── RECORDS SHOWN
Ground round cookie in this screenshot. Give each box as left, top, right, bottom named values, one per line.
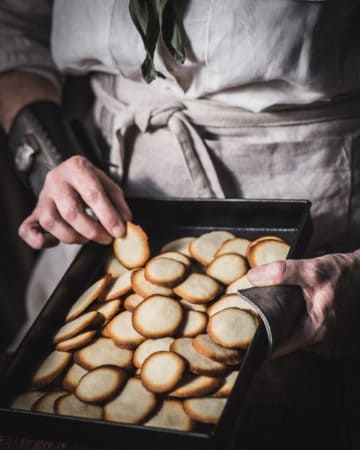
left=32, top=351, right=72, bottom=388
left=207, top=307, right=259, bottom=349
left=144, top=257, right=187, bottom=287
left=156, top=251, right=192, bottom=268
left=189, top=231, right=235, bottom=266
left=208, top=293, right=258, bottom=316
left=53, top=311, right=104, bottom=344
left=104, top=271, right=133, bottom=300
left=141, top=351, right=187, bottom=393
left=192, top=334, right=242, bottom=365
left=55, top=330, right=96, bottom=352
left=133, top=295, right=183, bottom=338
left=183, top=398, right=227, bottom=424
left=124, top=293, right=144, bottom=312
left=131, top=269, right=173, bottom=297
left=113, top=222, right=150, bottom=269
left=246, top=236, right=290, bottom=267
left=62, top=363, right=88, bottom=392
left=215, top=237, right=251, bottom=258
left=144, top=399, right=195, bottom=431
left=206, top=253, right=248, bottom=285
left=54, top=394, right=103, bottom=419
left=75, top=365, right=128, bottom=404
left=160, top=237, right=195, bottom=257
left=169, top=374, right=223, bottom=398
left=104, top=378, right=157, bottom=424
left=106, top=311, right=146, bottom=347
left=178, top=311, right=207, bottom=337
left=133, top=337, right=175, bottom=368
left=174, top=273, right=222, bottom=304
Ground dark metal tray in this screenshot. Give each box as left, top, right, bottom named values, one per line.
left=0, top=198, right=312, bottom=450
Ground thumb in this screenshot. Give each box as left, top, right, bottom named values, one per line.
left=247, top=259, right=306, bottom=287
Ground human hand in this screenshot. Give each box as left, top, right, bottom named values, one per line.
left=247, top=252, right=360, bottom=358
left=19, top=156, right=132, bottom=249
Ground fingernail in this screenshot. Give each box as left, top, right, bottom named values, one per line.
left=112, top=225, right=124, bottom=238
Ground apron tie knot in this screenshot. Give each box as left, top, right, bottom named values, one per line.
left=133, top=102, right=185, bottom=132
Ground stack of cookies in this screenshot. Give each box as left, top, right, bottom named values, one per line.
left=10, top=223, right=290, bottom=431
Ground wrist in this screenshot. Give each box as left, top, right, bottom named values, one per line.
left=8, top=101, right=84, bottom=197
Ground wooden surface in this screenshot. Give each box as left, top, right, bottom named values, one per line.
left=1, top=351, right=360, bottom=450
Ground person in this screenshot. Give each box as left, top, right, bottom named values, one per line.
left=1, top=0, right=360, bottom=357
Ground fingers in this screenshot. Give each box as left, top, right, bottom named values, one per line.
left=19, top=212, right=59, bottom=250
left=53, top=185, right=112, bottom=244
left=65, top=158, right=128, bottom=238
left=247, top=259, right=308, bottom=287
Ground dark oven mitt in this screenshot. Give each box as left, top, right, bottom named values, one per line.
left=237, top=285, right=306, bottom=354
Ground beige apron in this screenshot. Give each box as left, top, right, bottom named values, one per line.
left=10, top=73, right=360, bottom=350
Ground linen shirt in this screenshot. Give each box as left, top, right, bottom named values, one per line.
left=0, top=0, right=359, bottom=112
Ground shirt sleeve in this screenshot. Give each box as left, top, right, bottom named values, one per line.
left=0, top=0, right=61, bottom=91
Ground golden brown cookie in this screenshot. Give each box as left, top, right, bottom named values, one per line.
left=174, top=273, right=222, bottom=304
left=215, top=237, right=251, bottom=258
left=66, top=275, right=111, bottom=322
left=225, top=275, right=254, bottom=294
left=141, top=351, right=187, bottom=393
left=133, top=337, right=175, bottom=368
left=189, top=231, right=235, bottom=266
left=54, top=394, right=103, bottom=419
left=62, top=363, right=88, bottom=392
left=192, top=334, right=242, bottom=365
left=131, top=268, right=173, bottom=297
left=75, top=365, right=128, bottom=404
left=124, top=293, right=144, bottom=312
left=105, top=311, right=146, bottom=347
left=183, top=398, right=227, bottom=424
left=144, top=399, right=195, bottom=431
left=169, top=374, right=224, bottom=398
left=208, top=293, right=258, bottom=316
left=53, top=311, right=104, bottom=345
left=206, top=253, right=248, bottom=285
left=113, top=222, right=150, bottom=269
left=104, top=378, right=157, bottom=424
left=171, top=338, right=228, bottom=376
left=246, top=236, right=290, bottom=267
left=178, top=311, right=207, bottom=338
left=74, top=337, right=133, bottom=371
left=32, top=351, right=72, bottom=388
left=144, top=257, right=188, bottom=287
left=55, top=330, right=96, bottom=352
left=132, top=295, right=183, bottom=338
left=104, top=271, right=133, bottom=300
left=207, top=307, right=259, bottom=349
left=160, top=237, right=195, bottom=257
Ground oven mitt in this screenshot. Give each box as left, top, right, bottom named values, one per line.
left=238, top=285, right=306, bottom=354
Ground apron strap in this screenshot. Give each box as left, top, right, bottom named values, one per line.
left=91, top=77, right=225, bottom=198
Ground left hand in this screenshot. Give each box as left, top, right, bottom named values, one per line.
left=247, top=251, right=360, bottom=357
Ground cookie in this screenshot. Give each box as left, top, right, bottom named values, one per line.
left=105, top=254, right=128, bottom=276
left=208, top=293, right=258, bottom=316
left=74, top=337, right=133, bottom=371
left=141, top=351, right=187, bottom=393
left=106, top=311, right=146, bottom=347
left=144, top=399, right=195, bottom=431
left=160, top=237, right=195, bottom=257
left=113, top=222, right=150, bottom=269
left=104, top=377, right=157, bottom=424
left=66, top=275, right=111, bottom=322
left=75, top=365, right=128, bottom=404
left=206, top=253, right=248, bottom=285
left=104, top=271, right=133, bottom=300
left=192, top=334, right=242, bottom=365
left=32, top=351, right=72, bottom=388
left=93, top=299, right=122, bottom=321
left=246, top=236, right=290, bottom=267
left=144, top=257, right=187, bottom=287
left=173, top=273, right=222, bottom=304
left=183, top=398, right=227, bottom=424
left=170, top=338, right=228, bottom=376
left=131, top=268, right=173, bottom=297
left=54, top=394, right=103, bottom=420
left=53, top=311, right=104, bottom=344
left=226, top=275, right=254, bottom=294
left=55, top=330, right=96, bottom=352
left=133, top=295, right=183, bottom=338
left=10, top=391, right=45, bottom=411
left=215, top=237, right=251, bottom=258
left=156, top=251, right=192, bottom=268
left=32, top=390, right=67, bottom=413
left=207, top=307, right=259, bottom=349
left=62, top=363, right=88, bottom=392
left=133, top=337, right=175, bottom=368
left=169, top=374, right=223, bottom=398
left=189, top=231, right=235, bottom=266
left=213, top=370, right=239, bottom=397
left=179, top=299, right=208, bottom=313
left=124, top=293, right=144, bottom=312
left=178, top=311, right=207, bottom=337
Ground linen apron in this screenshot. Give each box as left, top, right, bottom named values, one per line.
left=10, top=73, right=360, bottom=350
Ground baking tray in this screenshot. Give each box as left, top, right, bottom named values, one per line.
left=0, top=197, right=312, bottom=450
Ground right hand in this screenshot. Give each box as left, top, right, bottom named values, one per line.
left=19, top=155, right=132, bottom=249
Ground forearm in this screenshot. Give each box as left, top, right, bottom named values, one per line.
────
• [EXERCISE] Output the entries verbatim but drop the images.

• [ANSWER TO THE EXERCISE]
Ground round cookie in this screenshot. Give each box as left, top, right, bottom named values, one per line.
left=32, top=351, right=72, bottom=388
left=207, top=307, right=259, bottom=349
left=144, top=257, right=187, bottom=287
left=156, top=251, right=192, bottom=268
left=189, top=231, right=235, bottom=266
left=208, top=293, right=258, bottom=316
left=53, top=311, right=104, bottom=344
left=104, top=271, right=133, bottom=300
left=141, top=351, right=187, bottom=393
left=192, top=334, right=242, bottom=365
left=55, top=330, right=96, bottom=352
left=133, top=295, right=183, bottom=338
left=183, top=398, right=227, bottom=424
left=124, top=293, right=144, bottom=312
left=131, top=269, right=173, bottom=297
left=113, top=222, right=150, bottom=269
left=246, top=236, right=290, bottom=267
left=62, top=363, right=88, bottom=392
left=215, top=237, right=251, bottom=258
left=144, top=399, right=195, bottom=431
left=206, top=253, right=248, bottom=285
left=54, top=394, right=103, bottom=419
left=75, top=365, right=128, bottom=404
left=160, top=237, right=195, bottom=257
left=169, top=374, right=223, bottom=398
left=104, top=378, right=157, bottom=424
left=106, top=311, right=146, bottom=347
left=178, top=311, right=207, bottom=337
left=133, top=337, right=175, bottom=368
left=174, top=273, right=222, bottom=304
Ground dark metal tray in this screenshot. Give each box as left, top, right, bottom named values, one per line.
left=0, top=198, right=312, bottom=450
Ground thumb in this screenshot. Give each box as left, top, right, bottom named values, one per line.
left=247, top=259, right=306, bottom=287
Ground human hand in this screenshot. Give each box as left, top, right, bottom named values, one per line.
left=247, top=252, right=360, bottom=358
left=19, top=156, right=132, bottom=249
Ground fingernail in this screenshot. Give each box as left, top, right, bottom named values, one per line.
left=112, top=225, right=124, bottom=238
Ground apron tie knot in this screenshot. Give each box as left, top, right, bottom named values, one per line.
left=133, top=102, right=185, bottom=132
Ground stack of cookies in this screenshot. Give each box as left, top, right, bottom named values, one per line.
left=10, top=223, right=290, bottom=431
Ground wrist in this screenshot. Give each box as left, top, right, bottom named values, one per line.
left=8, top=101, right=84, bottom=197
Ground wooden surface in this screenshot. Give each box as left, top, right, bottom named values, one per line.
left=1, top=351, right=360, bottom=450
Ground person in this screenshot. Give each box as left, top, right, bottom named values, one per line.
left=1, top=0, right=360, bottom=357
Ground fingers in this screenshot. Give each box as left, top, right, bottom named values, one per line.
left=19, top=212, right=59, bottom=250
left=53, top=185, right=112, bottom=244
left=65, top=158, right=128, bottom=238
left=247, top=259, right=308, bottom=287
Ground dark oven mitt in this screenshot. Give each box as left, top, right, bottom named values, one per line.
left=237, top=285, right=306, bottom=354
Ground beige apron in this screenshot. Give each box as left, top, right, bottom named values, one per line.
left=10, top=73, right=360, bottom=350
Ground linen shirt in this screenshot. Give each box as left, top, right, bottom named values, one per line.
left=0, top=0, right=359, bottom=112
Ground shirt sleeve in this screenshot. Give each box as left, top, right, bottom named values, one per line.
left=0, top=0, right=61, bottom=91
Ground golden brown cookie in this screenshot. Give each box as left, top, right, bottom named values, one per line.
left=174, top=273, right=222, bottom=304
left=215, top=237, right=251, bottom=258
left=66, top=275, right=111, bottom=322
left=225, top=275, right=254, bottom=294
left=141, top=351, right=187, bottom=393
left=133, top=337, right=175, bottom=368
left=189, top=231, right=235, bottom=266
left=54, top=394, right=103, bottom=419
left=62, top=363, right=88, bottom=392
left=192, top=334, right=242, bottom=365
left=131, top=268, right=173, bottom=297
left=75, top=365, right=128, bottom=404
left=124, top=293, right=144, bottom=312
left=105, top=311, right=146, bottom=347
left=183, top=398, right=227, bottom=424
left=144, top=399, right=195, bottom=431
left=169, top=374, right=224, bottom=398
left=208, top=293, right=258, bottom=316
left=53, top=311, right=104, bottom=345
left=206, top=253, right=248, bottom=285
left=113, top=222, right=150, bottom=269
left=104, top=378, right=157, bottom=424
left=171, top=338, right=228, bottom=376
left=246, top=236, right=290, bottom=267
left=178, top=311, right=207, bottom=338
left=74, top=337, right=133, bottom=371
left=32, top=351, right=72, bottom=388
left=144, top=257, right=188, bottom=287
left=55, top=330, right=96, bottom=352
left=132, top=295, right=183, bottom=338
left=104, top=271, right=133, bottom=300
left=207, top=307, right=259, bottom=349
left=160, top=237, right=195, bottom=257
Ground oven mitt in this screenshot. Give each box as left, top, right, bottom named values, one per line.
left=238, top=285, right=306, bottom=354
Ground apron strap in this screenshot. Give each box as left, top, right, bottom named values, one per line.
left=91, top=77, right=225, bottom=198
Ground left hand in this screenshot. Give each box as left, top, right, bottom named values, one per line.
left=247, top=251, right=360, bottom=357
Ground cookie in this screenshot. Give each box as left, top, right, bottom named values, one per line.
left=105, top=254, right=128, bottom=276
left=208, top=293, right=258, bottom=316
left=74, top=337, right=133, bottom=371
left=141, top=351, right=187, bottom=393
left=106, top=311, right=146, bottom=347
left=144, top=399, right=195, bottom=431
left=160, top=237, right=195, bottom=257
left=113, top=222, right=150, bottom=269
left=104, top=377, right=157, bottom=424
left=66, top=275, right=111, bottom=322
left=75, top=365, right=128, bottom=404
left=206, top=253, right=248, bottom=285
left=104, top=271, right=133, bottom=300
left=192, top=334, right=242, bottom=365
left=32, top=351, right=72, bottom=388
left=93, top=299, right=122, bottom=321
left=246, top=236, right=290, bottom=267
left=144, top=257, right=187, bottom=287
left=173, top=273, right=222, bottom=304
left=183, top=398, right=227, bottom=424
left=170, top=338, right=228, bottom=376
left=131, top=268, right=173, bottom=297
left=54, top=394, right=103, bottom=420
left=53, top=311, right=104, bottom=344
left=226, top=275, right=254, bottom=294
left=55, top=330, right=96, bottom=352
left=133, top=295, right=183, bottom=338
left=10, top=391, right=45, bottom=411
left=215, top=237, right=251, bottom=258
left=156, top=251, right=192, bottom=268
left=32, top=390, right=67, bottom=413
left=207, top=307, right=259, bottom=349
left=62, top=363, right=88, bottom=392
left=133, top=337, right=175, bottom=368
left=169, top=374, right=223, bottom=398
left=189, top=231, right=235, bottom=266
left=213, top=370, right=239, bottom=397
left=179, top=299, right=208, bottom=313
left=124, top=293, right=144, bottom=312
left=178, top=311, right=207, bottom=337
Ground linen apron in this screenshot. Give each box as left, top, right, bottom named values, one per line.
left=10, top=73, right=360, bottom=350
Ground baking tray in this screenshot. Give each box as left, top, right, bottom named values, one per line.
left=0, top=197, right=312, bottom=450
Ground right hand in this screenshot. Give each box as left, top, right, bottom named values, one per line.
left=19, top=155, right=132, bottom=249
Ground forearm in this screenshot. Give each box as left, top, right, bottom named values, one per line.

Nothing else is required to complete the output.